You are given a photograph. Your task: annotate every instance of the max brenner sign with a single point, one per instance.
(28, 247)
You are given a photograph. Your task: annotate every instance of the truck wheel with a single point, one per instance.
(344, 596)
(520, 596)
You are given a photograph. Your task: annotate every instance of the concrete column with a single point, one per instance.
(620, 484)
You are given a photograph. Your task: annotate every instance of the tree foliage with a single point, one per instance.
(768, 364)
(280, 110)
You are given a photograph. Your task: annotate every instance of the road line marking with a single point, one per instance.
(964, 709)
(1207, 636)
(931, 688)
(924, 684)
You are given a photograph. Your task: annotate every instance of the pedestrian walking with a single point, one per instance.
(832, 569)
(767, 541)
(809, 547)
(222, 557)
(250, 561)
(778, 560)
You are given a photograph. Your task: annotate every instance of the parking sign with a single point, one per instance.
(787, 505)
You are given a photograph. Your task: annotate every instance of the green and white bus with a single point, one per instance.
---
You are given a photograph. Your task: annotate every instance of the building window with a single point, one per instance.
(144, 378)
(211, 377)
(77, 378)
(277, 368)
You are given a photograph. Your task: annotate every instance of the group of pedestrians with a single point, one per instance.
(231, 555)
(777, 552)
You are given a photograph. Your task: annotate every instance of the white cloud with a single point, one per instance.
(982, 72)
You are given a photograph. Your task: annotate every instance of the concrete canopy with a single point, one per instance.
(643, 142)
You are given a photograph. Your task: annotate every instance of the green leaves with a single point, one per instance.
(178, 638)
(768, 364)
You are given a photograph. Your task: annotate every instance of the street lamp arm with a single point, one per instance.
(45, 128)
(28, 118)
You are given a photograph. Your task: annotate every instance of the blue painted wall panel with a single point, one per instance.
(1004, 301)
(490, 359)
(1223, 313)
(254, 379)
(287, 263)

- [YOUR TASK]: Scan the entries above for the line containing "marking with a single point, one per instance.", and copy it and all lines after it exactly, down to and including the line containing "bus with a single point, one per instance.".

- [ANSWER SECTION]:
You are given a photograph. Your task: annotate every instance of the road line marking with a single point, one per instance.
(964, 709)
(1207, 636)
(931, 688)
(924, 684)
You are given a photograph. Your task: annotate every instance of the pedestrian walking with a single point, one per instance.
(832, 569)
(767, 541)
(809, 547)
(222, 557)
(250, 561)
(778, 560)
You are given a photograph. Your task: annotate every instance of the parking sign with a single point, one per instance.
(787, 505)
You are given a photograph. Your task: annotate every instance of the green and white bus with a single point, one per instance.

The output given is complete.